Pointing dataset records
• • • •

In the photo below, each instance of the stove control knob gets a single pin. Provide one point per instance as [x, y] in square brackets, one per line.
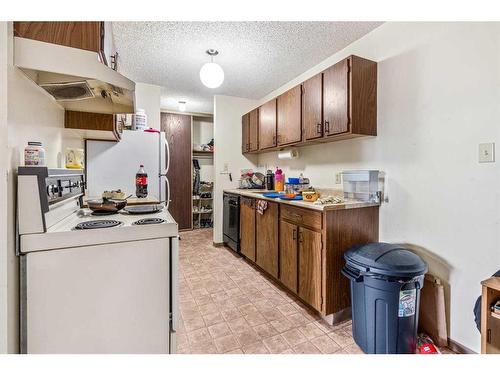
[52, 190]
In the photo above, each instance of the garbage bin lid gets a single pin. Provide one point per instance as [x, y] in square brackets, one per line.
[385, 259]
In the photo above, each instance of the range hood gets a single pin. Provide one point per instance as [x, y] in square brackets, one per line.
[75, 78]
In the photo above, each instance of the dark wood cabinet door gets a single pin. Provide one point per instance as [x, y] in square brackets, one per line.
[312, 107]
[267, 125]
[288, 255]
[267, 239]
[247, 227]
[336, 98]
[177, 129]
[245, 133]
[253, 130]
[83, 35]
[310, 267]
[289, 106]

• • • •

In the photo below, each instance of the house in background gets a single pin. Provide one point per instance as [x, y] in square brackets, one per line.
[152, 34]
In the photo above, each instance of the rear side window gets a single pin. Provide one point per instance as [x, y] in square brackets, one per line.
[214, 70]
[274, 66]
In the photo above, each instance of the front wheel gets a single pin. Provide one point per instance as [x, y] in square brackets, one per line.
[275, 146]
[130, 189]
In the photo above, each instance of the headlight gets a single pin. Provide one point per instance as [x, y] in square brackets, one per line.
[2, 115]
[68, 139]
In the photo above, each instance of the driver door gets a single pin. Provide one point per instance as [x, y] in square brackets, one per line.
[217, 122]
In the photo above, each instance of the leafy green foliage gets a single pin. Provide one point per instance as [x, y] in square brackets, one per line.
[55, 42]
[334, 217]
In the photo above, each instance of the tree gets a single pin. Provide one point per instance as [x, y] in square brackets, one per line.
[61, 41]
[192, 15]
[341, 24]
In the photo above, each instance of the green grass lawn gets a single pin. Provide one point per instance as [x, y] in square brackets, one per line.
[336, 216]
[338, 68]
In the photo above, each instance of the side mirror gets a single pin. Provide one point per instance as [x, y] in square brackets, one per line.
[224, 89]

• • • •

_Short exercise_. Select and copy each line above that contains the word "green".

_Correct output_.
In the photo above, each instance of the leafy green foliage gets a single pin. Provide one point per instance as [x, y] in square brackets, one per line.
In the photo above, each instance of the green grass lawn gets a single pin. Provide one point per instance as [x, y] in square brackets, one per line.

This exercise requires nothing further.